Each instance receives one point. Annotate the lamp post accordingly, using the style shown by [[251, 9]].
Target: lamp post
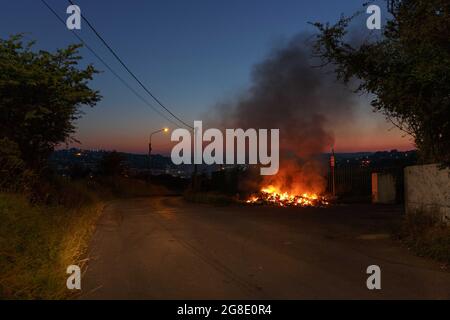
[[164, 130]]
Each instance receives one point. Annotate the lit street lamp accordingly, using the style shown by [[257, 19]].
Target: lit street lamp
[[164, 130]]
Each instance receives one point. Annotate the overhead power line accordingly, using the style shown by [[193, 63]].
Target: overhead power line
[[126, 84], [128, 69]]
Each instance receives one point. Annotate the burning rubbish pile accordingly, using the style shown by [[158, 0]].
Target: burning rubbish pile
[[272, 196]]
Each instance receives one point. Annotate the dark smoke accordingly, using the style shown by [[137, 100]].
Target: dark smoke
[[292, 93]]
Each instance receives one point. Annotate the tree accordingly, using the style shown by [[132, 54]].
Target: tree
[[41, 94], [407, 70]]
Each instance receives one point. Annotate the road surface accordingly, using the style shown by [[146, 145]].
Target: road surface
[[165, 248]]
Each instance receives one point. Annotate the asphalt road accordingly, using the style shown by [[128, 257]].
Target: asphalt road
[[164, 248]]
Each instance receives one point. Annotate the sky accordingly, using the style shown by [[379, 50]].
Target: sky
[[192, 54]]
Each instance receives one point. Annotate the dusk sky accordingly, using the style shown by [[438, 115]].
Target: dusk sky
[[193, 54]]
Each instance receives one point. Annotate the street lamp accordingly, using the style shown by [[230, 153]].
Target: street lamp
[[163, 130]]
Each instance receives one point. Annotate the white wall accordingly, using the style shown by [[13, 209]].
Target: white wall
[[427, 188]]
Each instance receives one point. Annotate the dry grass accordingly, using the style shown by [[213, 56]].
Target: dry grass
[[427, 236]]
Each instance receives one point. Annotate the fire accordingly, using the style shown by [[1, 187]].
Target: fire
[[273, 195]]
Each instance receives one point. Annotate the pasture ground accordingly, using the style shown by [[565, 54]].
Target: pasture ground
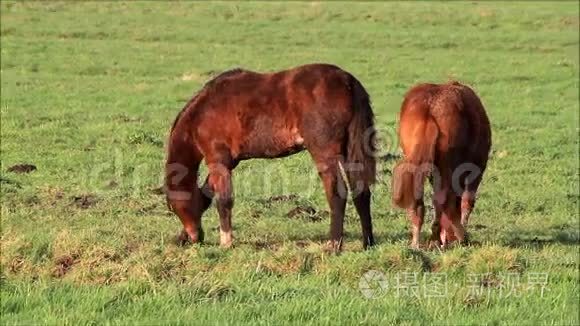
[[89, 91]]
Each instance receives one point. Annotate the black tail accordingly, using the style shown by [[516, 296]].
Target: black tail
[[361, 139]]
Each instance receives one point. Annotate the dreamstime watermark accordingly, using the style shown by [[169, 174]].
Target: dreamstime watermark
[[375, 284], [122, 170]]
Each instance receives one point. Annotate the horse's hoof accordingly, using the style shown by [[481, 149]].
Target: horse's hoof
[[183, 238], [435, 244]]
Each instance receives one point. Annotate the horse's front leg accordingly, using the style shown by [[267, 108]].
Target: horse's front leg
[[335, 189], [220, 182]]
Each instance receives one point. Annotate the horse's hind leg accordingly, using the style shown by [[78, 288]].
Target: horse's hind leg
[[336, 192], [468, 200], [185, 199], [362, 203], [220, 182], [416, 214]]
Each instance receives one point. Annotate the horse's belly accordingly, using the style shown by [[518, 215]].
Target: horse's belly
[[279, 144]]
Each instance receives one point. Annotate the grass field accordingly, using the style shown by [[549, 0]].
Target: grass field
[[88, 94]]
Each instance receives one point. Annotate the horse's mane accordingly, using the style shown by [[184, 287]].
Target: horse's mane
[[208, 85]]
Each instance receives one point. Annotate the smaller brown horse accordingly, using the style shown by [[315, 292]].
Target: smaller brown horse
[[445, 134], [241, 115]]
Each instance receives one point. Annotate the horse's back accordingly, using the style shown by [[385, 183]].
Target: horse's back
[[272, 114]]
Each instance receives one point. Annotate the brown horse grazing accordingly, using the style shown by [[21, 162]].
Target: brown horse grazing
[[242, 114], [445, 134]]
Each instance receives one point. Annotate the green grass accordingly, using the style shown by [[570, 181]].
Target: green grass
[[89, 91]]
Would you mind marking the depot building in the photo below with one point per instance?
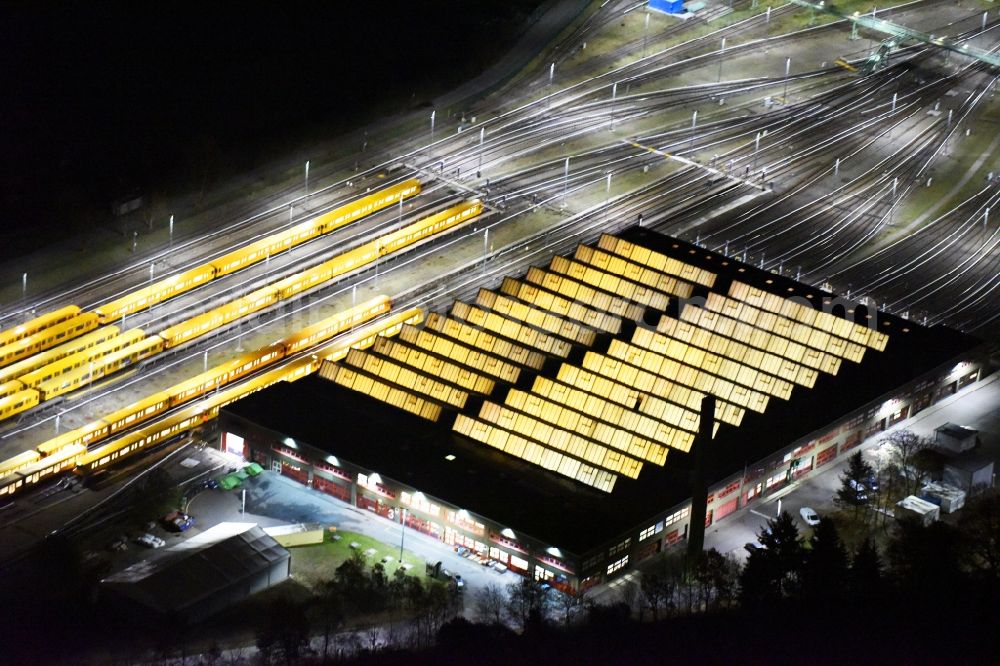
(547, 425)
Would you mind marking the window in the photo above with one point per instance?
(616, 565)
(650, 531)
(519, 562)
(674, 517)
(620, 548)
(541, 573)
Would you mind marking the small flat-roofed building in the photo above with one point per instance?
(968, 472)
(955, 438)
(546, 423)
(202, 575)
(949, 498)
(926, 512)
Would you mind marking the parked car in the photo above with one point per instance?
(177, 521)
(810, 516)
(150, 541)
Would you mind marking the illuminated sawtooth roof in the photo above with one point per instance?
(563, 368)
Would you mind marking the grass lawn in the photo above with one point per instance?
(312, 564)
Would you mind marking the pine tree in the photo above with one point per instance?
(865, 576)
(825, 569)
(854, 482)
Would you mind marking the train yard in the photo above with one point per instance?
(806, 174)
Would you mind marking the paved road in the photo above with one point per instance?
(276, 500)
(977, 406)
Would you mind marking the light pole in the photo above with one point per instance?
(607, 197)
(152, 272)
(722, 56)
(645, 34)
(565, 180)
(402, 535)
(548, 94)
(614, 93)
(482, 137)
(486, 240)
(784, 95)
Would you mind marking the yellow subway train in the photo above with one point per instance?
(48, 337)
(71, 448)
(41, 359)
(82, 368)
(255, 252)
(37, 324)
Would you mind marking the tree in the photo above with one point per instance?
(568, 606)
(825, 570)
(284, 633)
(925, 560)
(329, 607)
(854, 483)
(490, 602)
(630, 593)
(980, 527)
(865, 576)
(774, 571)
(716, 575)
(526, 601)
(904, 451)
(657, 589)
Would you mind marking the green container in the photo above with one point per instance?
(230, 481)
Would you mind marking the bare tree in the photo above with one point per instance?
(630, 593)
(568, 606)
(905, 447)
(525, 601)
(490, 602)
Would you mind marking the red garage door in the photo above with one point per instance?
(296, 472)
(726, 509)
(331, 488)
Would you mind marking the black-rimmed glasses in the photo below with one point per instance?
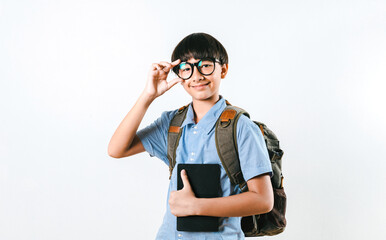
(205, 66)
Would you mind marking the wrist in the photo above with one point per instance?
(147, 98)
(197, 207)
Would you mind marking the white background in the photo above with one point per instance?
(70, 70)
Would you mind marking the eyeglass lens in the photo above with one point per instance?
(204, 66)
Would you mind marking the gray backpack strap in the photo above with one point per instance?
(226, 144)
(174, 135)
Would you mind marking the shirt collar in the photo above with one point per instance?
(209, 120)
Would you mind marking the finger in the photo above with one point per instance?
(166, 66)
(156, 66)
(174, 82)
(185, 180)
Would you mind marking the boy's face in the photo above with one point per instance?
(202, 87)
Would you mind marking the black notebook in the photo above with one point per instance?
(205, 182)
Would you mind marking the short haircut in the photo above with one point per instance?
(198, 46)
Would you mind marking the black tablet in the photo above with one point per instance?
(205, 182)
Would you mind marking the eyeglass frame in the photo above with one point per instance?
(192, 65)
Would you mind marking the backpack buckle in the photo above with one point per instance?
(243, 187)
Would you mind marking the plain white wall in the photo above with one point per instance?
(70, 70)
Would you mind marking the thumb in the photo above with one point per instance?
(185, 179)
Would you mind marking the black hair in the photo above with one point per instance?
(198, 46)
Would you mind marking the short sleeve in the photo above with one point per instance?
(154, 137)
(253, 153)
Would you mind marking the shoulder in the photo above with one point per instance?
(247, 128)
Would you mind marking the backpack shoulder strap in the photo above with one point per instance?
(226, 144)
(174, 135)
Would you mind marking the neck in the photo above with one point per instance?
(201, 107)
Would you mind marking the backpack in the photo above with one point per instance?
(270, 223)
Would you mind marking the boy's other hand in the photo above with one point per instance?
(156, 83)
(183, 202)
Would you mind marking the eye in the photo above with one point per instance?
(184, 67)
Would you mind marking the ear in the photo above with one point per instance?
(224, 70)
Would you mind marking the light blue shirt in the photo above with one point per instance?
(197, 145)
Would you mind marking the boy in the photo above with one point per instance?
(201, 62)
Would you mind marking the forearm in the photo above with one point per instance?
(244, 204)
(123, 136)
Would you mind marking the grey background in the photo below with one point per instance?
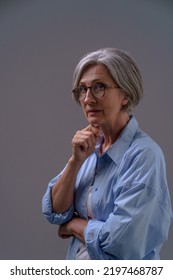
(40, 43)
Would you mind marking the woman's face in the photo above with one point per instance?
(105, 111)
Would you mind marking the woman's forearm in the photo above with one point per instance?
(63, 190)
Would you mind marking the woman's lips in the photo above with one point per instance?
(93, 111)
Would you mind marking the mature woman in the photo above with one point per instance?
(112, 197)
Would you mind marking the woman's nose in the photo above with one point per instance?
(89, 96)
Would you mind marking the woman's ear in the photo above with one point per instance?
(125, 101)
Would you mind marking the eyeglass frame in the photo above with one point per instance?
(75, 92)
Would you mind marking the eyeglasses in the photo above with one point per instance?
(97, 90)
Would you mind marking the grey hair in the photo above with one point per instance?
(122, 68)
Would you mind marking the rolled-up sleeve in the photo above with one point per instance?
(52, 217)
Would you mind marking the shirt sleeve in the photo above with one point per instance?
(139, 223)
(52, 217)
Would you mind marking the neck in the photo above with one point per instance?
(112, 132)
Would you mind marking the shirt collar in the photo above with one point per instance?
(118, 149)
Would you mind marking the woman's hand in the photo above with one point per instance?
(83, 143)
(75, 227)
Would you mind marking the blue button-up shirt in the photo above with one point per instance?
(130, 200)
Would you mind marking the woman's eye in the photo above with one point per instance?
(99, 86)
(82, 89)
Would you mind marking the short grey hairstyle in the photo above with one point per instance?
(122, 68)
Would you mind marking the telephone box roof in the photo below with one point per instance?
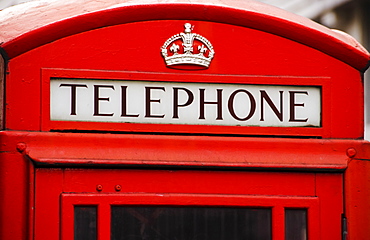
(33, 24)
----------
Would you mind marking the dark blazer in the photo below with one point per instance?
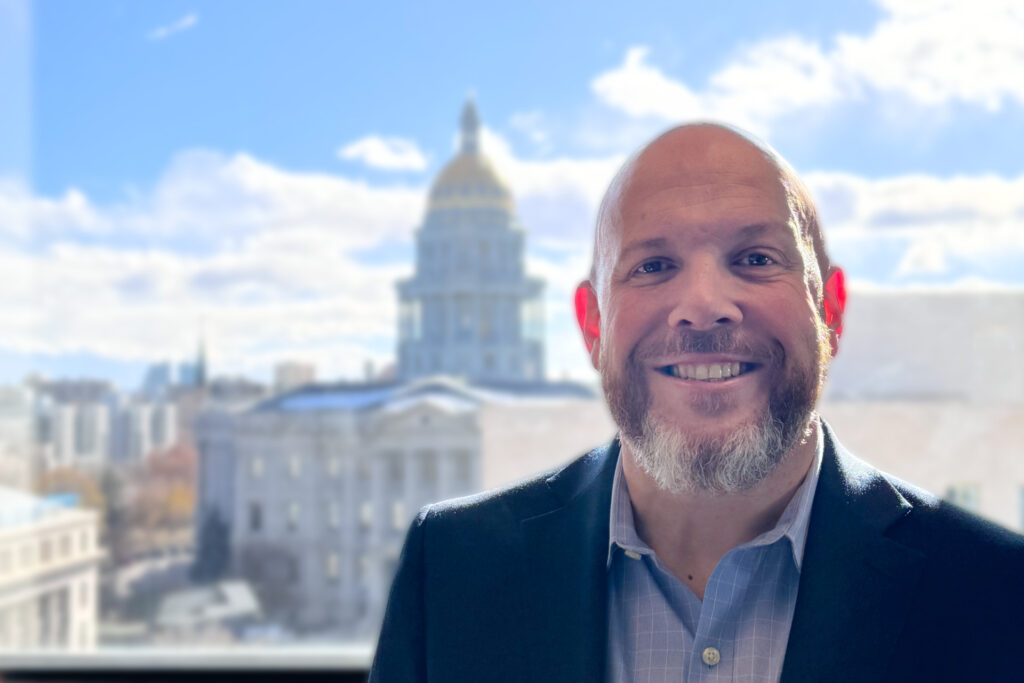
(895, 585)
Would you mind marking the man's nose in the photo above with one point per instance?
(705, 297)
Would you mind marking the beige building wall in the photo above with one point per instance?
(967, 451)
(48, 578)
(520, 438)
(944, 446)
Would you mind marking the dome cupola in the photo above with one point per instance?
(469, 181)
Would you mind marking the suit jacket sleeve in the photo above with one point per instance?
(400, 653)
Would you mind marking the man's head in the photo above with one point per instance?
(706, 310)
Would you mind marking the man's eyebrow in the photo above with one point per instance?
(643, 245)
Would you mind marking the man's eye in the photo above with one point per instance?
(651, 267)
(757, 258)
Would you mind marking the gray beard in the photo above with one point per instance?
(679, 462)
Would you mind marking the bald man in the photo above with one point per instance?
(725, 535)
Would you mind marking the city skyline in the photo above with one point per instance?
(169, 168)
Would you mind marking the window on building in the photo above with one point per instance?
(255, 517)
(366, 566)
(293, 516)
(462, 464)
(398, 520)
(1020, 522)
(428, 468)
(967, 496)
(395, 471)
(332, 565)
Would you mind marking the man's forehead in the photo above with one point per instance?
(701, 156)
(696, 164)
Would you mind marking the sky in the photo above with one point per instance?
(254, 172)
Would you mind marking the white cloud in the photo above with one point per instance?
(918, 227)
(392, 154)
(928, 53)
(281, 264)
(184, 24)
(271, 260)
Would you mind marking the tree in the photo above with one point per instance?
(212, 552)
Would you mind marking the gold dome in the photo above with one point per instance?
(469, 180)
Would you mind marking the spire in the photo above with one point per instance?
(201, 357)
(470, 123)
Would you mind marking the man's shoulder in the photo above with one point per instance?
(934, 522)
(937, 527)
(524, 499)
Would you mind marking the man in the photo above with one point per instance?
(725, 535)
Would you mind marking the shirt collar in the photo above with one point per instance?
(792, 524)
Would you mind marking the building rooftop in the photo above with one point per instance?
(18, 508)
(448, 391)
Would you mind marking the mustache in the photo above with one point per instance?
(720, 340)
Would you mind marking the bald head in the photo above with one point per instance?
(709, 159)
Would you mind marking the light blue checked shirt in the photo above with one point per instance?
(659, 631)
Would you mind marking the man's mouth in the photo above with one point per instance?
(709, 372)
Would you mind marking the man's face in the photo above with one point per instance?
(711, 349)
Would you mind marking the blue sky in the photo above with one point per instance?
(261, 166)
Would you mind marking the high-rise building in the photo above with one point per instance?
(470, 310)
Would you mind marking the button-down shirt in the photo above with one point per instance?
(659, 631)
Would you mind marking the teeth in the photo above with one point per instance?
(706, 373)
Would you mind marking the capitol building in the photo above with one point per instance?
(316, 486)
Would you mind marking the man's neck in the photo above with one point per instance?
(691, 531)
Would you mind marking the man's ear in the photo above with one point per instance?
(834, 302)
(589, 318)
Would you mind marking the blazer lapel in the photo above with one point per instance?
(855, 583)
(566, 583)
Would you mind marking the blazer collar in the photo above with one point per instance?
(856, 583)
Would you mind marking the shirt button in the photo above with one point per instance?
----------
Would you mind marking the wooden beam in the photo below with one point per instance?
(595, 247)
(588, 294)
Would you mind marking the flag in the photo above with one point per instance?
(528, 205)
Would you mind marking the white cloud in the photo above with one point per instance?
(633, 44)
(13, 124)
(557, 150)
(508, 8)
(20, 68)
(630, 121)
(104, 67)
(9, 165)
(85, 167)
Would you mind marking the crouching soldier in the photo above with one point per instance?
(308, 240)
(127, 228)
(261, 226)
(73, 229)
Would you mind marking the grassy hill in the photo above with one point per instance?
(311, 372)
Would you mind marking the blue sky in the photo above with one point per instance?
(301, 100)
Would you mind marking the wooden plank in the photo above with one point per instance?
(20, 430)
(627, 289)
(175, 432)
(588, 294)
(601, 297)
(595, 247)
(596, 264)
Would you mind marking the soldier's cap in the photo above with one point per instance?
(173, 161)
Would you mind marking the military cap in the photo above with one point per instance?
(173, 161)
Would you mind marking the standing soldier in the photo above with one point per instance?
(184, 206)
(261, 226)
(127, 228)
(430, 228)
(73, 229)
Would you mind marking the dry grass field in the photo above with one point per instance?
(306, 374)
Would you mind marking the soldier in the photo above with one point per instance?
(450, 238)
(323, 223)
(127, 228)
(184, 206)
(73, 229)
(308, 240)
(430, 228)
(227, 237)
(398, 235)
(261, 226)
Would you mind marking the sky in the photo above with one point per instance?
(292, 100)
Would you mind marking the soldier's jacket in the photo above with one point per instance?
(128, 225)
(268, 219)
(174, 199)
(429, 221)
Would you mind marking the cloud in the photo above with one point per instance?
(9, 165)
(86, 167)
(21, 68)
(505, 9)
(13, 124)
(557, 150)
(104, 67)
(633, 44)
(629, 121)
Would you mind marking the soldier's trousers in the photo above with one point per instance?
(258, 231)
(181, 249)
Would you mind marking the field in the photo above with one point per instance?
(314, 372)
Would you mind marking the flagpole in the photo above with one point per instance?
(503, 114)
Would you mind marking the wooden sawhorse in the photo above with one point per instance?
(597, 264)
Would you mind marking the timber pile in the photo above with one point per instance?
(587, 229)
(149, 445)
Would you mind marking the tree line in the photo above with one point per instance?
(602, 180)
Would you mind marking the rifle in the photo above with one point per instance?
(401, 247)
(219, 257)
----------
▸ TASK DESCRIPTION
Write back the stretch of lines above that begins with the line holding "Each instance receives one point. Annotate the lamp" and ends with the line holding "Each instance receives one point. Annotate the dusk", both included, exactly as written. Pictures stay out.

▸ TASK RESULT
Each instance receives one point. Annotate the lamp post accordingly, using the style shown by [[251, 9]].
Target: lamp post
[[164, 130]]
Each instance receives one point. Annotate the lit street lamp accordingly, using the style shown by [[257, 19]].
Target: lit street lamp
[[164, 130]]
Each instance receives one point. Annotate the overhead power line accordingly, using the style shown by [[193, 63]].
Target: overhead power line
[[126, 84], [128, 69]]
Each instance receives one point. Annotate the burning rubbish pile accordingly, using the style shown by [[158, 0]].
Target: burning rubbish pile
[[272, 196]]
Each instance receives one point. Annotate the dark smoke accordingly, using the style shown by [[137, 100]].
Target: dark smoke
[[292, 93]]
Each instance receives one point. Annotate the tree accordingly, using the style shown by [[132, 54]].
Target: tree
[[41, 94], [407, 70]]
Each instance receives one point. Annotate the road surface accordingly, using the style shown by [[146, 145]].
Target: road surface
[[165, 248]]
Each instance receives one point. Annotate the asphalt road accordingly, using the style shown by [[128, 257]].
Target: asphalt road
[[164, 248]]
Each instance receives one point. Annotate the sky accordingly, using the style shown by [[379, 50]].
Target: sky
[[192, 54]]
Each instance receives one point. Annotate the dusk sky accordingly, using the style shown by [[438, 115]].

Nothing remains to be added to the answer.